Set of tasks.
1. In the Leishmaniasis text, what transmits the disease to humans and other vertebrates?
2. Write the next part of the Leishmaniasis text, picking up right after its final sentence.

(Text passage Opens)

Thursday, February 9, 2012


Title: Leishmania — Leishmaniasis

Introduction: Leishmania is the protozoan parasite that is responsible for the disease Leishmaniasis.  There are around 20 different species of Leishmania. It is a vector borne disease transmitted to humans and other vertebrates by sand flies.  Symptoms of the disease range from confined skin ulcers (cutaneous Leishmaniasis) to potentially lethal systemic infection (visceral Leishmaniasis)1.  Leishmaniasis is most common in Mexico, Central America, South America (excluding Uraguay and Chile), most parts of Asia, the Middle East, Africa, and Southern Europe.  Many different sand fly vectors have adapted to different climates and environments and have the potential to continue to adapt and extend their georgraphic range. 1


Symbiont Description:  Leishmania is the genus name of the protozoan parasite. There are over 20 different species of Leishmania that live in various subtropical/tropical regions of the world. 

Host Description:  In the first stage of life, sandflies serve as the host for leishmania.   The second stage of life occurs when a sandfly bites a vertebrate for a blood snack.  Common vertebrates that leishmania live in include humans, dogs, and other mammals.

(Text passage Closes)
(Data under study Opens)

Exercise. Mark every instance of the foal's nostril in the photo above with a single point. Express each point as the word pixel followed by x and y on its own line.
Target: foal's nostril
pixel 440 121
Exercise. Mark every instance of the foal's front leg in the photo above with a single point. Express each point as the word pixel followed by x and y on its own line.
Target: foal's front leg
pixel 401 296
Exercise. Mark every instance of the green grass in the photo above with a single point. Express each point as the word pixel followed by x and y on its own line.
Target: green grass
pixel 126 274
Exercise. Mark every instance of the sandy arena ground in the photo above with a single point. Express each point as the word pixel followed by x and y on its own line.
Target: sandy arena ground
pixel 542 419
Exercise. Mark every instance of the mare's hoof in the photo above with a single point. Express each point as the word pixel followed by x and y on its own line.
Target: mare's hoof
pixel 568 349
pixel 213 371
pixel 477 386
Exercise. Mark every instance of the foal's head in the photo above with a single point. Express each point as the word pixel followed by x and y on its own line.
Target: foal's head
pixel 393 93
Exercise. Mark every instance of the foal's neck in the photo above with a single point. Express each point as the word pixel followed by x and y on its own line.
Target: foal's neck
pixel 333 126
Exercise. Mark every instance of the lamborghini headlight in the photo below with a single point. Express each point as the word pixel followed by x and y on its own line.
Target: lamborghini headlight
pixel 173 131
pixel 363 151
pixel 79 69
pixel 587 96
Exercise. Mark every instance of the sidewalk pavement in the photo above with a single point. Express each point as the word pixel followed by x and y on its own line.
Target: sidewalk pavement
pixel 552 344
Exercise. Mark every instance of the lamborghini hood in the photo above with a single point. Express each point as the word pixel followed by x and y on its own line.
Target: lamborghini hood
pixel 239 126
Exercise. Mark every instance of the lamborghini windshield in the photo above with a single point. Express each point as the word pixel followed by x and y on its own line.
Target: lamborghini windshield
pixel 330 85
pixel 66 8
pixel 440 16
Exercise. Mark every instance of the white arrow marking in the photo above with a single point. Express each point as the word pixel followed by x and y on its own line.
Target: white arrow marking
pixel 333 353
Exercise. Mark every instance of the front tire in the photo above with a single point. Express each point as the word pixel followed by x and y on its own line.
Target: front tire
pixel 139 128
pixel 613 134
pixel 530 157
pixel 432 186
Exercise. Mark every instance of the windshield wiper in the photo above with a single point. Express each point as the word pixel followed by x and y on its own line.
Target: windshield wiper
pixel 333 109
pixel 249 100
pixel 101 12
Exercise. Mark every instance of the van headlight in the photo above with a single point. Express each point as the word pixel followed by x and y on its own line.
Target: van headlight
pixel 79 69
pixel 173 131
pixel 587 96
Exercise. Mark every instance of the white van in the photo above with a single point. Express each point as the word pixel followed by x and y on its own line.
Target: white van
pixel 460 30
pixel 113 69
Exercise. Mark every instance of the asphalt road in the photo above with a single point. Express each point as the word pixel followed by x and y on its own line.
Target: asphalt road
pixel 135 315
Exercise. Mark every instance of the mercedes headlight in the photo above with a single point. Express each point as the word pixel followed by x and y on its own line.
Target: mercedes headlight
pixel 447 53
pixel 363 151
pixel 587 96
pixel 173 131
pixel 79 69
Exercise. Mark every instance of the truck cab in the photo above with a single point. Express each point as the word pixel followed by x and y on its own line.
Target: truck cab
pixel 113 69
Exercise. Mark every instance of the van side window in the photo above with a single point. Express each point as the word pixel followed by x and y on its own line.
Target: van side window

(Data under study Closes)

Solved tasks.
1. Sand flies.

2.
Life Cycle: There are two distinct stages during the lifecycle of Leishmania.  First, a sand fly infected with the parasite bites a human and injects the parasite (which is in the Promastigote stage) into the skin.  The Promastigote is phagocytized by macrophages, which transform the Promastigote into Amastigotes.   The Amastigotes multiply in various tissues throughout the body.  A sand fly bites an infected individual and the Amastigotes turns into the Promastigote stage when it reaches the midgut of the fly.  The Amastigotes multiplies throughout the sand fly and the cycle starts all over again.1

Ecology:  Leishmaniasis occurs in two different forms, cutaneous and visceral.  Cutaneous Leishmaniasis is much more common and is characterized by skin ulcers.  Visceral Leishmaniasis is a lot more serious including extreme weight loss, inflammation of the liver and spleen and reduced red blood cell count which can ultimately lead to death.  90% of VL occurs in India, Bangladesh, Nepal, Sudan, Etiopia, and Brazil1.  90% of CL occurs in Afghanistan, Algeria, Iran, Saudi Arabia, Syria, Brazil, Columbia, Peru and Bolivia1.  The disease does not spread epidemically unless humans are involved. 

An Example of Vector Born Transmission:  Vector Born transmission occurs when the vector spreads the disease.  The most common vectors that spread diseases are arthropods, which account for 85% of all known animal species3.  The arthropods spread the disease by either biting or stinging.  In the case of Leishmaniasis, the sand fly is the vector.  It bites various vertebrates and injects the Leishmaniasis into the skin.